Action item =
Please identify each line in the items below that contains the string "positive" and copy those lines.

Provided records: Begin

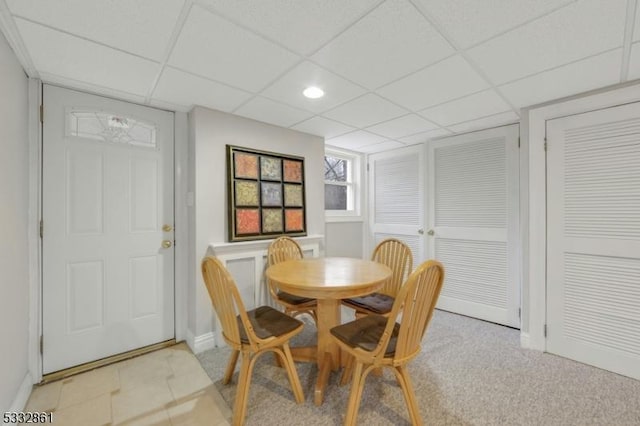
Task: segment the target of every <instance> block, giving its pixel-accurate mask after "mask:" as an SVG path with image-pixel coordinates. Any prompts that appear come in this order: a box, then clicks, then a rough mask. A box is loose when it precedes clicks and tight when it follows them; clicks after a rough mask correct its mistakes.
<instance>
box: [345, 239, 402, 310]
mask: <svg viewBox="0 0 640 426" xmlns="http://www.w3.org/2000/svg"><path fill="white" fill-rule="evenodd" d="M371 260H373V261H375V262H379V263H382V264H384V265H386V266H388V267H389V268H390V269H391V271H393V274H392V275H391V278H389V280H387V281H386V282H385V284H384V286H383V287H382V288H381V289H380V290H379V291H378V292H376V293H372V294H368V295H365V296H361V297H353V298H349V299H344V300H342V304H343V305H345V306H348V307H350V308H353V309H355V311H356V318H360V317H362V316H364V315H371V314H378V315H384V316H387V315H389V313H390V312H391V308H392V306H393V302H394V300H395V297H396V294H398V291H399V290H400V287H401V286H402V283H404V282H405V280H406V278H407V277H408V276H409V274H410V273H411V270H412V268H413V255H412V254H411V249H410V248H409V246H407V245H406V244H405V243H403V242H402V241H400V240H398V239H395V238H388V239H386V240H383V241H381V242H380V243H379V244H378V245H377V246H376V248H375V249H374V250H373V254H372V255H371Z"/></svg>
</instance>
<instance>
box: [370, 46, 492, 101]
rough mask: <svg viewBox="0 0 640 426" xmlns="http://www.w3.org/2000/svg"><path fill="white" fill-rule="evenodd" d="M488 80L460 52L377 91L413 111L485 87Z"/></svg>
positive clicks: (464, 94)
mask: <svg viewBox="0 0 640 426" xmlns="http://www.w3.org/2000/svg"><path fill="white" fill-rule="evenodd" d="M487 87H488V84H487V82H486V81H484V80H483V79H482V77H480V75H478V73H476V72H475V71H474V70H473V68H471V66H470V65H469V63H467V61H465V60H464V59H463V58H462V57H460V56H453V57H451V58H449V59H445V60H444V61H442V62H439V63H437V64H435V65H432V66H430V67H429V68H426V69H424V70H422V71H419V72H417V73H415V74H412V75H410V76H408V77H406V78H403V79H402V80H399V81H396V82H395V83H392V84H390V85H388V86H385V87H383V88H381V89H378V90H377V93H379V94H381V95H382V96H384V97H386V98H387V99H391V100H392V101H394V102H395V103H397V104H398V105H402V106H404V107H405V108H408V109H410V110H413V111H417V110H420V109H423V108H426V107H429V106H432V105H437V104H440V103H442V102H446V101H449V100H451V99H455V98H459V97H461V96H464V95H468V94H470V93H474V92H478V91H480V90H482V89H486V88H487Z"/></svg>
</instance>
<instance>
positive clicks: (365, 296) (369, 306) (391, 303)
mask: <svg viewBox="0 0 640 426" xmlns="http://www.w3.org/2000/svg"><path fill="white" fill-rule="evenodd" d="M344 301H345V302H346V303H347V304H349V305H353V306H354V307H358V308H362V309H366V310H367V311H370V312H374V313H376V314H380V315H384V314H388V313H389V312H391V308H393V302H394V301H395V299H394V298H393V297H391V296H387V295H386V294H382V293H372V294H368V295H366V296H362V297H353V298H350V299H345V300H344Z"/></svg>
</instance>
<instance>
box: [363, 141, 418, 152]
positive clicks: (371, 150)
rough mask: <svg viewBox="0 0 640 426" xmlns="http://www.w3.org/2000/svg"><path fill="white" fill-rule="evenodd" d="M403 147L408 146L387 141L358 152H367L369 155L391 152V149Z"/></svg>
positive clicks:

Provided records: End
Provided records: Begin

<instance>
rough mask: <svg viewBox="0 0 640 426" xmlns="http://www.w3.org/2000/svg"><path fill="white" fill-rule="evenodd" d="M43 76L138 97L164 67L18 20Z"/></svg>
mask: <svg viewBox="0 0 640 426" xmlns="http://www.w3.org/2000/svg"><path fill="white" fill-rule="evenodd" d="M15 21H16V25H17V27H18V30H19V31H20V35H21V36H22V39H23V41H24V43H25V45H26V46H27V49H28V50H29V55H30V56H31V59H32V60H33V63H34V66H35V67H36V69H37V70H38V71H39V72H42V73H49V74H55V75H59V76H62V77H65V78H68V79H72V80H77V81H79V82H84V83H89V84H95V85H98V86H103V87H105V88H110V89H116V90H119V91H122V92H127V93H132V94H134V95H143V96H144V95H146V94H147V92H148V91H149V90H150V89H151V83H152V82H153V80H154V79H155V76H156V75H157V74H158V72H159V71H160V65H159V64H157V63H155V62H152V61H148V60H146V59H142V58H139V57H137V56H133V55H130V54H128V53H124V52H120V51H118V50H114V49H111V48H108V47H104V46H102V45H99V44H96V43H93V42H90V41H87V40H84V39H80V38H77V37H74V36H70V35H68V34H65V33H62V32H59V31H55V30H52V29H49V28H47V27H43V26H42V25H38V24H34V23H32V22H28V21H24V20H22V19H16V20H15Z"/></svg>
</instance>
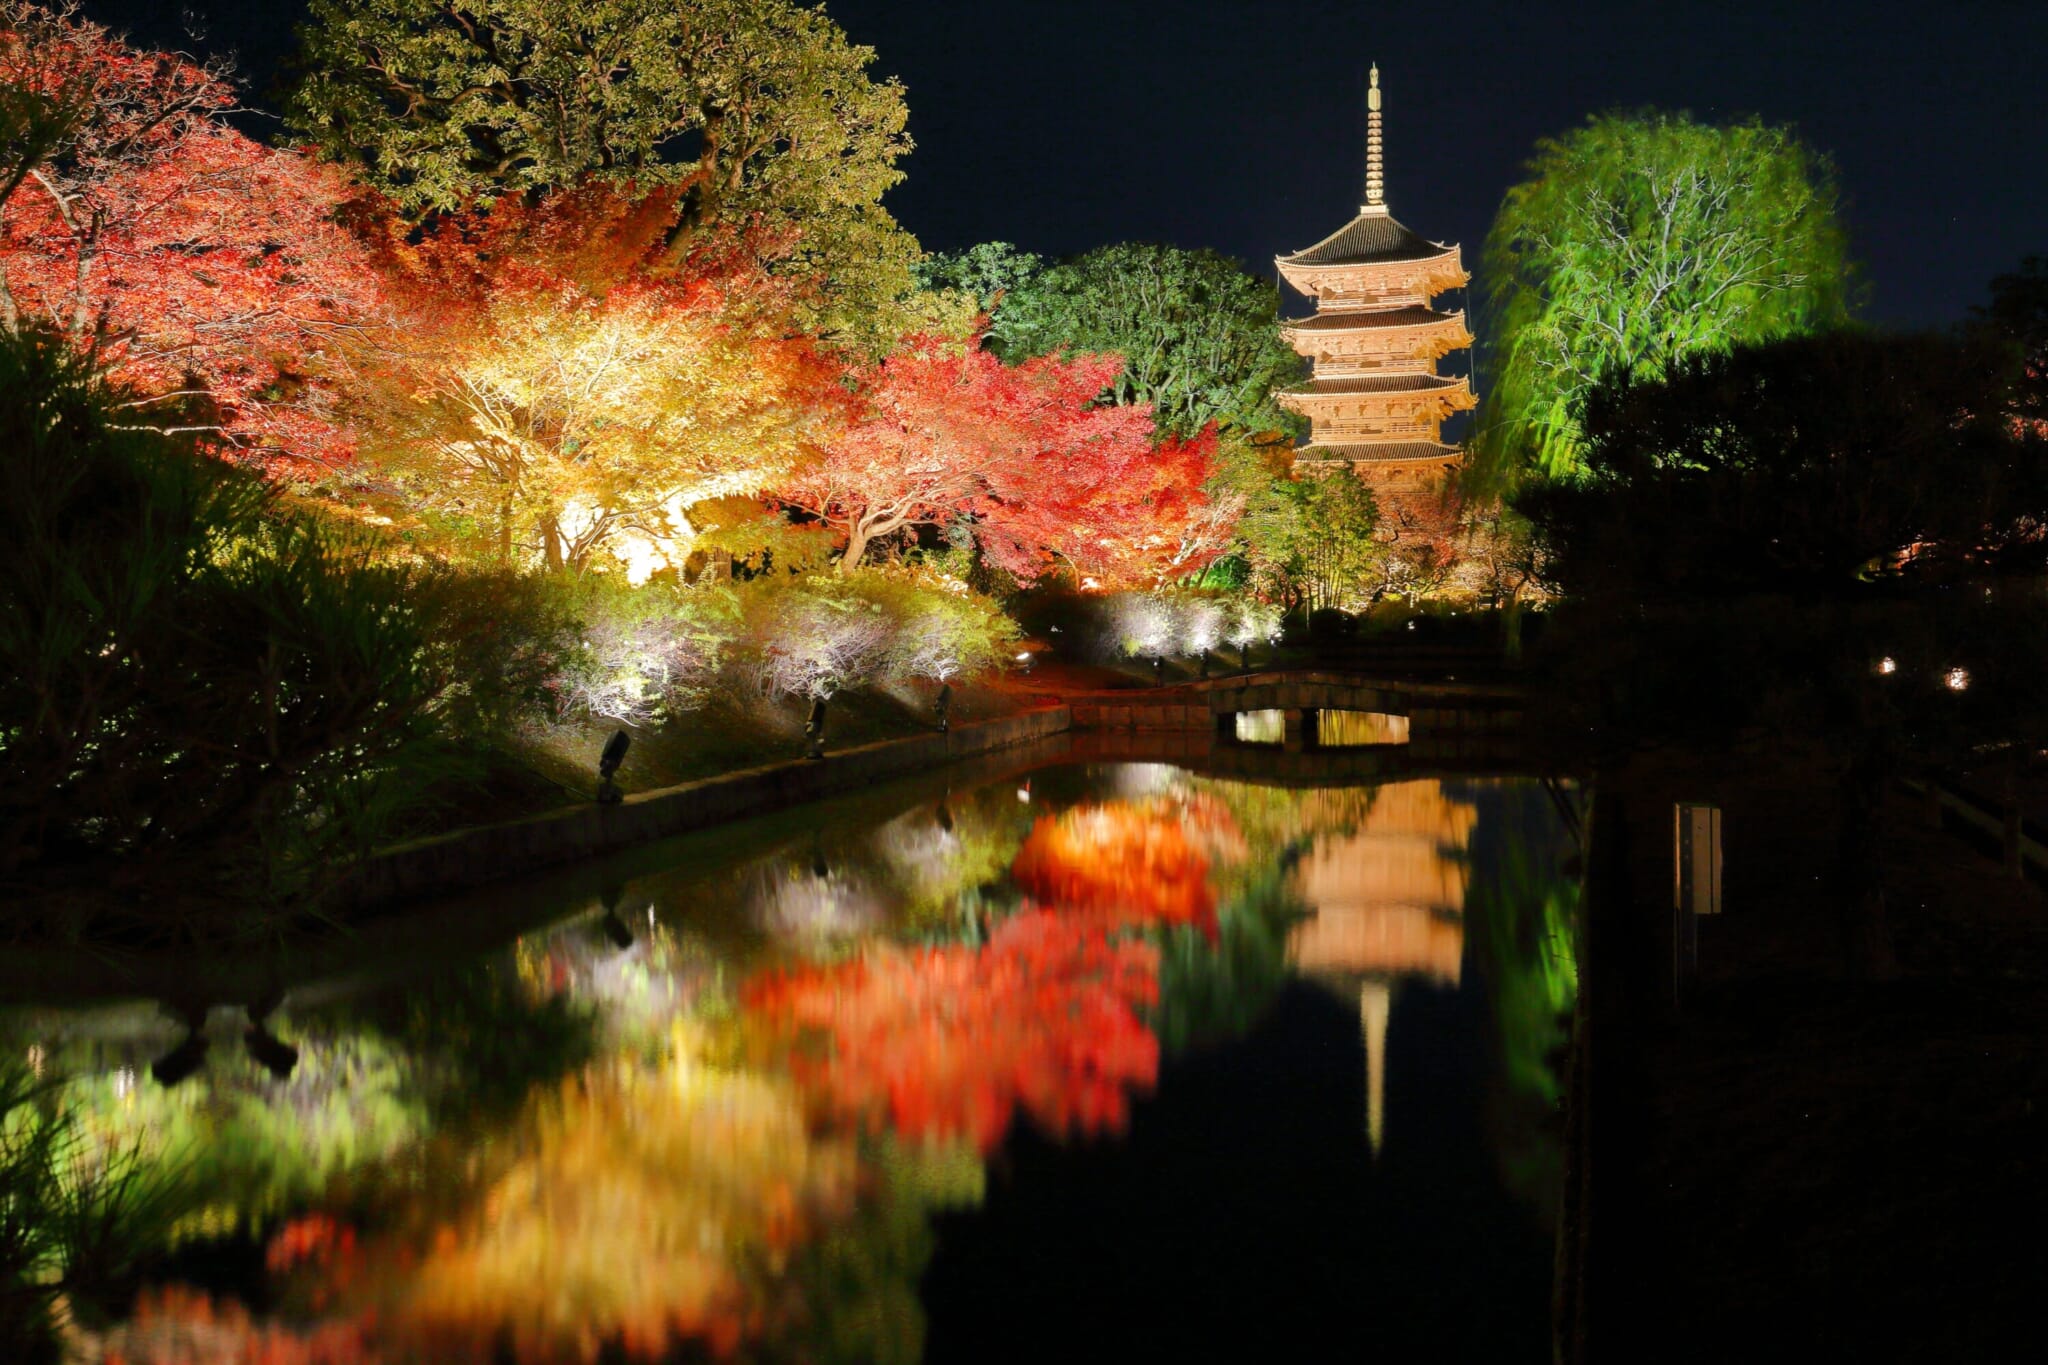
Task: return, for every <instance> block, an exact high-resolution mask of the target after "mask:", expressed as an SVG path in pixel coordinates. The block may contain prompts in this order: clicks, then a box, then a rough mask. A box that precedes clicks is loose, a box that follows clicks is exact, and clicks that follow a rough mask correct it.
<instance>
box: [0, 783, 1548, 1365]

Provided records: End

Response to this task =
positive clicks: (464, 94)
positive clicks: (365, 296) (369, 306) (391, 303)
positive clicks: (371, 150)
positive clicks:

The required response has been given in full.